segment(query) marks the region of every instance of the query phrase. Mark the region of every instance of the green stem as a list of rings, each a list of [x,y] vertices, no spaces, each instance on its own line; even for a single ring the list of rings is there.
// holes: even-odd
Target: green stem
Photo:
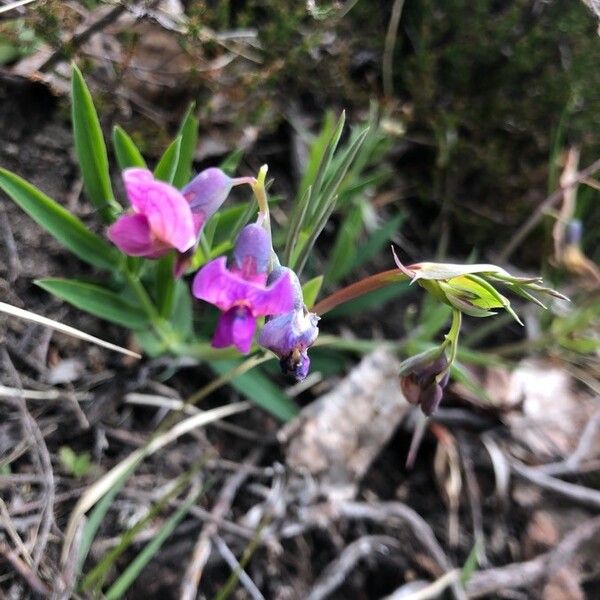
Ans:
[[[148,316],[156,335],[158,335],[168,349],[171,349],[175,343],[174,334],[170,330],[168,323],[161,317],[156,306],[154,306],[146,288],[144,288],[141,281],[127,268],[123,270],[123,275],[132,292],[138,299],[143,311]]]
[[[156,299],[160,316],[169,319],[175,302],[175,278],[173,277],[174,256],[163,256],[156,269]]]
[[[448,359],[448,369],[452,366],[452,363],[456,359],[456,353],[458,351],[458,336],[460,334],[460,326],[462,324],[462,313],[460,310],[452,311],[452,325],[450,331],[446,334],[446,341],[450,344],[450,357]]]

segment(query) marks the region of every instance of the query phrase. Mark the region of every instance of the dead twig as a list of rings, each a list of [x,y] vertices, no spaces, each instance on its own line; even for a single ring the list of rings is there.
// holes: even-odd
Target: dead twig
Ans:
[[[336,590],[356,565],[375,552],[386,554],[389,548],[399,548],[398,540],[388,535],[365,535],[344,548],[317,579],[306,600],[324,600]]]
[[[23,562],[17,554],[11,550],[6,544],[0,543],[0,557],[8,561],[12,568],[23,578],[25,583],[36,594],[40,594],[44,598],[50,596],[50,590],[46,584],[37,576],[35,571]]]
[[[257,448],[252,452],[248,459],[244,462],[240,470],[232,475],[219,493],[219,498],[211,511],[214,518],[213,521],[207,523],[198,536],[194,552],[188,567],[186,569],[183,581],[181,582],[180,600],[195,600],[198,594],[198,586],[202,578],[202,572],[208,562],[211,553],[213,539],[219,530],[219,519],[224,519],[231,508],[231,504],[237,494],[237,491],[250,475],[252,467],[262,455],[262,448]]]
[[[216,535],[214,538],[215,544],[219,553],[223,557],[223,560],[229,565],[229,568],[237,573],[240,583],[246,588],[246,591],[250,594],[250,596],[254,600],[265,600],[265,597],[261,594],[260,590],[256,587],[256,584],[244,569],[242,565],[240,565],[238,559],[235,557],[235,554],[229,549],[229,546],[225,543],[225,540]]]
[[[6,370],[13,379],[14,385],[17,388],[21,388],[21,378],[19,377],[17,370],[12,364],[12,361],[6,348],[2,347],[1,350],[2,359]],[[32,453],[34,463],[36,464],[38,470],[40,470],[44,475],[45,506],[43,507],[42,513],[40,515],[38,537],[32,556],[33,568],[37,569],[46,550],[46,545],[48,544],[48,536],[50,535],[50,529],[52,528],[52,524],[54,523],[54,471],[52,470],[52,461],[50,459],[50,453],[48,452],[48,447],[46,446],[44,436],[42,435],[42,432],[36,420],[31,416],[31,413],[27,408],[25,400],[23,399],[23,397],[17,394],[14,397],[14,402],[17,408],[19,409],[21,421],[23,423],[23,431],[26,437],[30,440],[33,440],[33,442],[35,443],[35,452]]]
[[[565,536],[551,552],[526,562],[474,573],[466,586],[468,597],[479,598],[515,588],[531,590],[533,585],[551,575],[558,565],[564,565],[571,560],[579,547],[597,534],[598,529],[600,517],[582,523]]]
[[[440,597],[446,588],[458,583],[459,579],[460,569],[454,569],[448,571],[433,583],[424,585],[424,587],[415,591],[412,590],[416,582],[407,583],[383,600],[435,600]]]
[[[517,462],[511,462],[510,467],[516,475],[526,479],[530,483],[554,492],[555,494],[559,494],[560,496],[564,496],[577,504],[588,506],[595,510],[600,509],[600,491],[598,490],[556,479],[556,477],[552,477]]]
[[[437,541],[429,524],[416,511],[401,502],[380,502],[367,504],[350,500],[330,501],[327,504],[314,506],[303,511],[302,520],[323,523],[337,517],[350,520],[368,520],[376,523],[390,524],[400,522],[407,525],[415,539],[429,552],[437,563],[435,576],[451,571],[453,566]],[[457,600],[466,598],[458,584],[452,585],[452,594]]]

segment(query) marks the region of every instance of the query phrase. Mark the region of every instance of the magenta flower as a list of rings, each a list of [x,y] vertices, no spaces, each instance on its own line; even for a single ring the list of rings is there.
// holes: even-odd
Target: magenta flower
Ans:
[[[217,306],[219,317],[212,345],[235,346],[246,353],[252,346],[256,319],[279,315],[294,305],[294,288],[289,276],[266,285],[271,240],[260,225],[247,225],[236,240],[229,268],[221,256],[206,264],[194,278],[196,298]]]
[[[319,335],[319,317],[308,312],[302,297],[302,287],[296,273],[287,267],[274,269],[269,282],[287,276],[294,285],[294,307],[283,315],[270,318],[260,332],[258,343],[279,357],[281,370],[301,381],[308,375],[308,348]]]
[[[147,169],[126,169],[123,181],[132,210],[108,228],[115,246],[129,256],[159,258],[172,248],[185,252],[194,245],[192,211],[178,190]]]
[[[231,188],[234,185],[243,183],[253,183],[252,177],[237,177],[231,178],[226,173],[210,167],[200,171],[192,181],[190,181],[182,190],[181,194],[188,201],[192,211],[194,220],[194,232],[196,235],[195,244],[186,252],[179,253],[175,261],[174,274],[175,277],[181,277],[189,266],[192,256],[198,241],[202,228],[206,222],[212,217],[229,195]]]

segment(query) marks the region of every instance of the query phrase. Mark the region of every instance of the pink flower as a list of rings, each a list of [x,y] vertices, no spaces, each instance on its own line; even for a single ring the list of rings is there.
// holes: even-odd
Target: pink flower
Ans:
[[[319,328],[319,317],[307,310],[302,297],[302,286],[298,276],[287,267],[273,269],[269,283],[288,276],[294,288],[294,307],[283,315],[270,317],[260,332],[258,343],[279,357],[281,370],[301,381],[308,375],[310,358],[308,348],[312,346]]]
[[[215,348],[234,345],[246,353],[252,346],[256,319],[280,315],[294,306],[294,287],[285,274],[267,286],[271,240],[260,225],[247,225],[236,240],[229,268],[221,256],[194,278],[192,293],[223,311],[212,340]]]
[[[160,258],[173,248],[185,252],[196,243],[192,211],[181,192],[154,179],[147,169],[126,169],[123,181],[132,210],[107,232],[122,252]]]
[[[188,201],[194,219],[196,243],[187,252],[179,253],[175,261],[175,277],[181,277],[188,268],[202,228],[212,217],[229,195],[231,188],[243,183],[252,184],[253,177],[237,177],[232,179],[221,169],[210,167],[200,171],[182,190],[183,197]]]

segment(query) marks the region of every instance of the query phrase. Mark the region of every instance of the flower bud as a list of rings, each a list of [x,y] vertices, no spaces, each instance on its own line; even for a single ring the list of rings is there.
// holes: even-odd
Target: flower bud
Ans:
[[[401,369],[400,388],[410,404],[430,415],[437,410],[448,383],[448,359],[442,354],[432,361],[423,353],[409,361],[405,365],[410,366]]]
[[[221,169],[210,167],[200,171],[181,193],[189,202],[192,212],[201,213],[206,222],[225,202],[233,185],[234,180]]]
[[[272,285],[284,276],[289,276],[293,283],[294,308],[288,313],[268,319],[258,343],[279,357],[283,373],[301,381],[308,375],[310,368],[307,350],[319,335],[319,317],[310,313],[304,305],[300,281],[291,269],[277,267],[269,276],[268,282]]]

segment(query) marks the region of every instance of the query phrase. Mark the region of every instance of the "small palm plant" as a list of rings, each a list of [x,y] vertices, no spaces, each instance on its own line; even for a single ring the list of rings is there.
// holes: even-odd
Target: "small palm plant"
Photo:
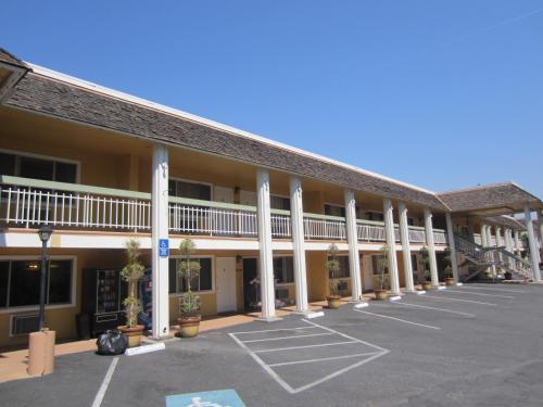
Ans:
[[[200,311],[200,295],[192,292],[192,280],[200,277],[200,263],[191,257],[195,251],[195,244],[191,239],[184,239],[179,244],[181,260],[177,272],[181,279],[187,281],[187,292],[179,297],[179,314],[181,316],[195,316]]]
[[[125,243],[127,264],[121,271],[121,276],[128,283],[128,296],[123,305],[126,310],[126,326],[135,328],[138,325],[138,314],[140,311],[138,301],[138,281],[143,277],[144,267],[141,264],[140,243],[136,239],[129,239]]]
[[[339,295],[339,272],[340,263],[338,260],[338,246],[336,244],[330,244],[328,246],[328,259],[326,262],[326,270],[328,271],[328,285],[330,288],[330,296]]]
[[[424,281],[430,281],[430,269],[428,267],[430,264],[430,252],[428,251],[427,246],[422,246],[420,247],[418,253],[420,254],[420,262],[422,263],[424,268]]]
[[[326,260],[326,271],[328,272],[328,287],[330,288],[330,295],[326,297],[328,301],[328,308],[338,309],[341,303],[341,296],[339,295],[339,272],[340,263],[338,260],[338,246],[336,244],[330,244],[327,250],[327,260]]]

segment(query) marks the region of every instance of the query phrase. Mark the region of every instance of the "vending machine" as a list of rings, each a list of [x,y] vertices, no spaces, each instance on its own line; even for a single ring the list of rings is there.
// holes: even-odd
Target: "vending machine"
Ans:
[[[88,268],[83,271],[81,313],[88,315],[92,336],[126,323],[125,296],[126,282],[119,269]]]

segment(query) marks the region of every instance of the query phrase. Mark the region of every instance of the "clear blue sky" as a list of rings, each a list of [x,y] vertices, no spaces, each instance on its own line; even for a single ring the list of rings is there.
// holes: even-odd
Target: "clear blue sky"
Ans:
[[[2,2],[26,61],[437,191],[543,198],[543,1]]]

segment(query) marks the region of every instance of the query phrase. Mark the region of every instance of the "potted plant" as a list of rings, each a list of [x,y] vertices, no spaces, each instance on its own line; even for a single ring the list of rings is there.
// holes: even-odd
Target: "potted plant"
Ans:
[[[420,247],[418,251],[420,254],[420,262],[422,263],[424,280],[421,281],[422,290],[430,290],[432,288],[431,274],[428,268],[430,265],[430,253],[427,246]]]
[[[387,300],[389,297],[389,292],[387,290],[389,279],[384,276],[384,270],[389,259],[389,246],[387,244],[381,246],[381,256],[383,260],[379,264],[379,275],[377,276],[377,283],[379,288],[374,290],[376,300]]]
[[[138,301],[138,281],[143,277],[144,267],[140,263],[139,241],[129,239],[125,243],[127,264],[121,271],[123,280],[128,283],[128,296],[123,301],[126,313],[126,325],[117,327],[128,338],[128,347],[139,346],[143,326],[138,325],[140,310]]]
[[[338,260],[338,246],[330,244],[327,251],[328,259],[326,262],[326,270],[328,271],[328,287],[330,289],[329,295],[326,296],[328,301],[328,308],[338,309],[341,305],[341,296],[339,295],[339,271],[340,263]]]
[[[200,263],[193,260],[192,254],[195,251],[194,242],[191,239],[184,239],[179,244],[179,252],[182,256],[179,262],[177,272],[181,279],[187,281],[187,291],[179,296],[179,335],[182,338],[193,338],[198,335],[200,329],[200,295],[194,294],[191,289],[193,279],[200,276]]]
[[[443,252],[443,260],[446,263],[445,271],[445,284],[454,285],[456,281],[454,280],[453,267],[451,266],[451,249],[446,247]]]

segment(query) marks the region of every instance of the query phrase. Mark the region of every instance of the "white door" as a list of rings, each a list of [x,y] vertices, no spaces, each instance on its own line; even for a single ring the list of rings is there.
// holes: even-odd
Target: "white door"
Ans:
[[[217,313],[236,310],[236,257],[216,257]]]
[[[364,290],[374,290],[374,263],[371,256],[362,256],[362,269],[364,270]]]

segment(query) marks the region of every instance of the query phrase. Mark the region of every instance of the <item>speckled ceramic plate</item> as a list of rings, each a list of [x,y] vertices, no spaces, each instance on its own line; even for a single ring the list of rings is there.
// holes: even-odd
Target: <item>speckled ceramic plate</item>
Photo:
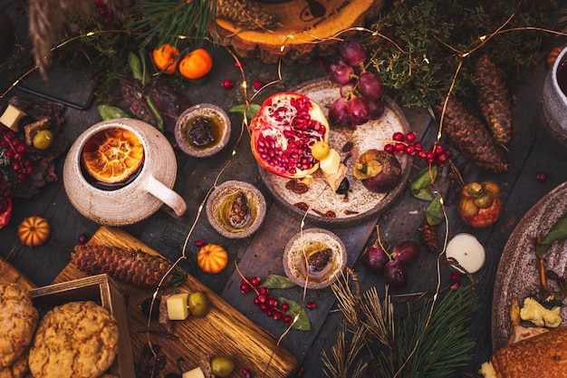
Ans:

_ _ _ _

Gib bitte an, wie viele Zeilen der Auflistung oben die Zeichenfolge „plate“ enthalten, wobei Groß- und Kleinschreibung zählt. Nenne nur die Zahl.

2